══ INPUT FOR THIS TASK ══

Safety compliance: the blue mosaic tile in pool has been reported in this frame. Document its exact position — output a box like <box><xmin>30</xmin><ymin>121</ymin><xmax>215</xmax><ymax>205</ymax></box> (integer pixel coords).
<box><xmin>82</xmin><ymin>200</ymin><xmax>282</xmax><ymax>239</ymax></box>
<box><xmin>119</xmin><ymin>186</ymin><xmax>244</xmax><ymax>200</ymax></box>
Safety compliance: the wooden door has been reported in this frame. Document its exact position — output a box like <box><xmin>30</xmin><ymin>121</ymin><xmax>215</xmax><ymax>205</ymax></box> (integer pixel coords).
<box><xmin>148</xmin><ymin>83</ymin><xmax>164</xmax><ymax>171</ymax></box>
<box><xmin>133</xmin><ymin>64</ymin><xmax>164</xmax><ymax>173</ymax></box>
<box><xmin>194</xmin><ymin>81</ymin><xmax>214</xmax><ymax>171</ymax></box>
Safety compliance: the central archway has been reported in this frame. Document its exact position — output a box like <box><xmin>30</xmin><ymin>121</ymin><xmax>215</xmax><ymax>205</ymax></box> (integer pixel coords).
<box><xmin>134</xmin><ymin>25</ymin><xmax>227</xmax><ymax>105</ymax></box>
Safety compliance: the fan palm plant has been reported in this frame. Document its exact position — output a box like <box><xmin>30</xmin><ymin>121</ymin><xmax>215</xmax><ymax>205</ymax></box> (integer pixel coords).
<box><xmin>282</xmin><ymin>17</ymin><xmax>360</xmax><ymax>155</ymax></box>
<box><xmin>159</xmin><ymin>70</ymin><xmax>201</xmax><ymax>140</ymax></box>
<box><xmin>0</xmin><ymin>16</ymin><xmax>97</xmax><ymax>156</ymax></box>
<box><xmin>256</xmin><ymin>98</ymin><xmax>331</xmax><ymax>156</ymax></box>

═══

## WORK INSTRUCTIONS:
Reproduce every one of the rows above verbatim.

## ANSWER FOR THE TASK:
Safety compliance: the blue mosaic tile in pool has been reported in this frame. Document its exact position — output a box like <box><xmin>30</xmin><ymin>121</ymin><xmax>215</xmax><ymax>205</ymax></box> (integer pixel coords).
<box><xmin>82</xmin><ymin>200</ymin><xmax>282</xmax><ymax>239</ymax></box>
<box><xmin>119</xmin><ymin>186</ymin><xmax>244</xmax><ymax>200</ymax></box>
Safety compliance: the wooden door has been reported in this frame. Document its exact position — output a box like <box><xmin>30</xmin><ymin>121</ymin><xmax>215</xmax><ymax>205</ymax></box> (integer pixel coords).
<box><xmin>148</xmin><ymin>83</ymin><xmax>164</xmax><ymax>171</ymax></box>
<box><xmin>133</xmin><ymin>64</ymin><xmax>164</xmax><ymax>173</ymax></box>
<box><xmin>194</xmin><ymin>81</ymin><xmax>214</xmax><ymax>171</ymax></box>
Safety compliance: the central archway has been reported in this frame. Document its exact position — output a box like <box><xmin>30</xmin><ymin>121</ymin><xmax>215</xmax><ymax>205</ymax></box> (integer pixel coords).
<box><xmin>134</xmin><ymin>25</ymin><xmax>227</xmax><ymax>105</ymax></box>
Safety compliance: the fan palm plant has been reported in this frame. Document its exact position — output a box like <box><xmin>30</xmin><ymin>121</ymin><xmax>215</xmax><ymax>205</ymax></box> (integer pixel coords).
<box><xmin>282</xmin><ymin>17</ymin><xmax>360</xmax><ymax>155</ymax></box>
<box><xmin>159</xmin><ymin>70</ymin><xmax>201</xmax><ymax>140</ymax></box>
<box><xmin>0</xmin><ymin>16</ymin><xmax>97</xmax><ymax>156</ymax></box>
<box><xmin>256</xmin><ymin>98</ymin><xmax>331</xmax><ymax>156</ymax></box>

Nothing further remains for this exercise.